═══ Excerto da página
29.9.05

Elogio ao amor

Há coisas que não são para se perceberem. Esta é uma delas. Tenho uma coisa para dizer e não sei como hei-de dizê-la. Muito do que se segue pode ser, por isso, incompreensível. A culpa é minha. O que for incompreensível não é mesmo para se perceber. Não é por falta de clareza. Serei muito claro.
Eu próprio percebo pouco do que tenho para dizer. Mas tenho de dizê-lo. O que quero é fazer o elogio do amor puro. Parece-me que já ninguém se apaixona de verdade. Já ninguém quer viver um amor impossível. Já ninguém aceita amar sem uma razão. Hoje as pessoas apaixonam-se por uma questão de prática. Porque dá jeito. Porque são colegas e estão ali mesmo ao lado. Porque se dão bem e não se chateiam muito. Porque faz sentido. Porque é mais barato, por causa da casa. Por causa da cama. Por causa das cuecas e das calças e das contas da lavandaria.
══════
_Instruções das tarefas_
[1] Transcreva todas as frases do texto sobre o amor que começam por "Porque".
[2] No texto sobre o amor, o que afirma querer fazer quem escreve?
[3] Prossiga o texto sobre o amor a partir da última frase apresentada.
═══ Dados registados
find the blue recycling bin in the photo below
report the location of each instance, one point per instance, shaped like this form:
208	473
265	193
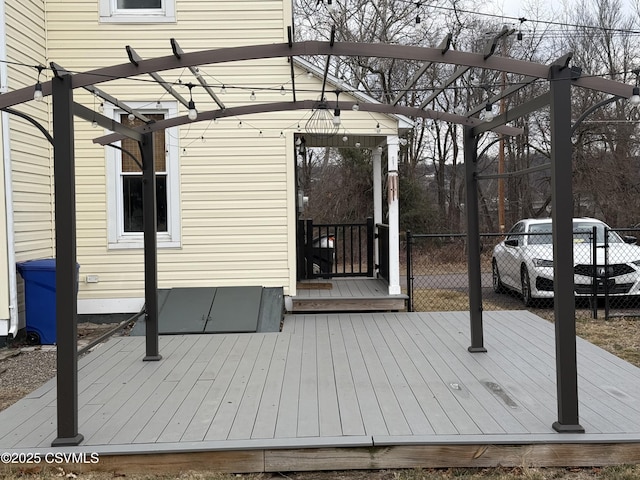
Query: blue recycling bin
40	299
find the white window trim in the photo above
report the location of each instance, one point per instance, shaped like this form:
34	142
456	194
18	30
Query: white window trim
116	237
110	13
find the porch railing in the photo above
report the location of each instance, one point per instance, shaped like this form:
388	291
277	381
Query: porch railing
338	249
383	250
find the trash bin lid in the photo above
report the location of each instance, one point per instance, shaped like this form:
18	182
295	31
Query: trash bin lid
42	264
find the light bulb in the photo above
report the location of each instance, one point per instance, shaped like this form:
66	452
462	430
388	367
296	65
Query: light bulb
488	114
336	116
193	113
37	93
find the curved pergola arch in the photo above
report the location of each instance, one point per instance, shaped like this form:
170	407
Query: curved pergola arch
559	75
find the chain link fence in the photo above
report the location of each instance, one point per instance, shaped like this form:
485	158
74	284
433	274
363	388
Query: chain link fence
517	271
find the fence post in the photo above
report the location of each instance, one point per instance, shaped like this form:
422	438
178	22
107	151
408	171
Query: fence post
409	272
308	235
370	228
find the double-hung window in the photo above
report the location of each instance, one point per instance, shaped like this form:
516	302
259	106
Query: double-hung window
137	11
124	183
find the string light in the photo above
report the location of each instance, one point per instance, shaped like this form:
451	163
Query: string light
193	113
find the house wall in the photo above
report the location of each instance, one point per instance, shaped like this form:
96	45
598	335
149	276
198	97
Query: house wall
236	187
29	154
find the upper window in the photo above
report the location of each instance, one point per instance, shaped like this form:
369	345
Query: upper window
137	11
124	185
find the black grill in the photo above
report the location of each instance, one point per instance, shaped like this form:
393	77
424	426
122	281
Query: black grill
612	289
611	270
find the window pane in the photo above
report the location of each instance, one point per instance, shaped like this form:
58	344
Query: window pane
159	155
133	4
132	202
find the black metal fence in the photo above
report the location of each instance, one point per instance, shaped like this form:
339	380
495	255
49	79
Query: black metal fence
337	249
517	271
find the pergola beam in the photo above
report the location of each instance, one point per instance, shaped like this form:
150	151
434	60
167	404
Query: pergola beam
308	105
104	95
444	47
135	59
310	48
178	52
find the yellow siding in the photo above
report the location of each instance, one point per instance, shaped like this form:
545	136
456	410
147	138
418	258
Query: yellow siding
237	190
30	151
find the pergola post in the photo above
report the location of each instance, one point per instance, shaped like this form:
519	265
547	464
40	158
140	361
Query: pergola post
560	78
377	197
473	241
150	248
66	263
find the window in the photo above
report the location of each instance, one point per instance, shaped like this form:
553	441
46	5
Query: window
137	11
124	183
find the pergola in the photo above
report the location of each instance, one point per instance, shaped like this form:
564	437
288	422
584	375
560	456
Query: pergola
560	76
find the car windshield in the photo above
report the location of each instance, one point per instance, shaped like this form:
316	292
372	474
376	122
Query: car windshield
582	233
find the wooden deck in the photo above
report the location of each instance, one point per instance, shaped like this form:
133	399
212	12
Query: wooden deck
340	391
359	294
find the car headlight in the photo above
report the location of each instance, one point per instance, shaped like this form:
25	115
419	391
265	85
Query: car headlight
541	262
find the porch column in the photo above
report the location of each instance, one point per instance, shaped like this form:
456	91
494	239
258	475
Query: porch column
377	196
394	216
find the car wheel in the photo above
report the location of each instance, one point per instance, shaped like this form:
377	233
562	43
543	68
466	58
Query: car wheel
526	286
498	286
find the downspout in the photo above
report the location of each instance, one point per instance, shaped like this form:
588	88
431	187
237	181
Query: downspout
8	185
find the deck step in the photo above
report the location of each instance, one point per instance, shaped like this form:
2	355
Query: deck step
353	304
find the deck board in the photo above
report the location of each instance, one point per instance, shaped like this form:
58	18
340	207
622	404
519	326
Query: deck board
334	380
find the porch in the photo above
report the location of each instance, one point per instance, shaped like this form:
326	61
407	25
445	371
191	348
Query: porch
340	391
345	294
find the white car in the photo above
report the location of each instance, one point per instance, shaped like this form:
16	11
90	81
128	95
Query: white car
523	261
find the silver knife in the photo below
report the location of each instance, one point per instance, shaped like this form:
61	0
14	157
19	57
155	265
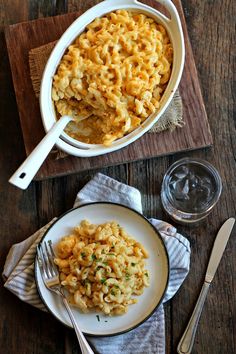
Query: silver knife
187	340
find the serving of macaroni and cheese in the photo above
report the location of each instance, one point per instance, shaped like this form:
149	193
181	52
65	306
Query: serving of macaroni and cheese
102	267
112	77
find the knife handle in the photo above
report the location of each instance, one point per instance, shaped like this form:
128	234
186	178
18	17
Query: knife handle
══════
_Resultados por tarefa_
[1]
1. Porque dá jeito.
2. Porque são colegas e estão ali mesmo ao lado.
3. Porque se dão bem e não se chateiam muito.
4. Porque faz sentido.
5. Porque é mais barato, por causa da casa.

[2] Fazer o elogio do amor puro.

[3]
Hoje em dia as pessoas fazem contratos pré-nupciais, discutem tudo de antemão, fazem planos e à mínima merdinha entram logo em "diálogo". O amor passou a ser passível de ser combinado. Os amantes tornaram-se sócios. Reúnem-se, discutem problemas, tomam decisões. O amor transformou-se numa variante psico-sócio-bio-ecológica de camaradagem.
A paixão, que devia ser desmedida, é na medida do possível. O amor tornou-se uma questão prática. O resultado é que as pessoas, em vez de se apaixonarem de verdade, ficam "praticamente" apaixonadas.
Eu quero fazer o elogio do amor puro,
do amor cego,
do amor estúpido,
do amor doente,
do único amor verdadeiro que há,
estou farto de conversas, farto de compreensões, farto de conveniências de serviço.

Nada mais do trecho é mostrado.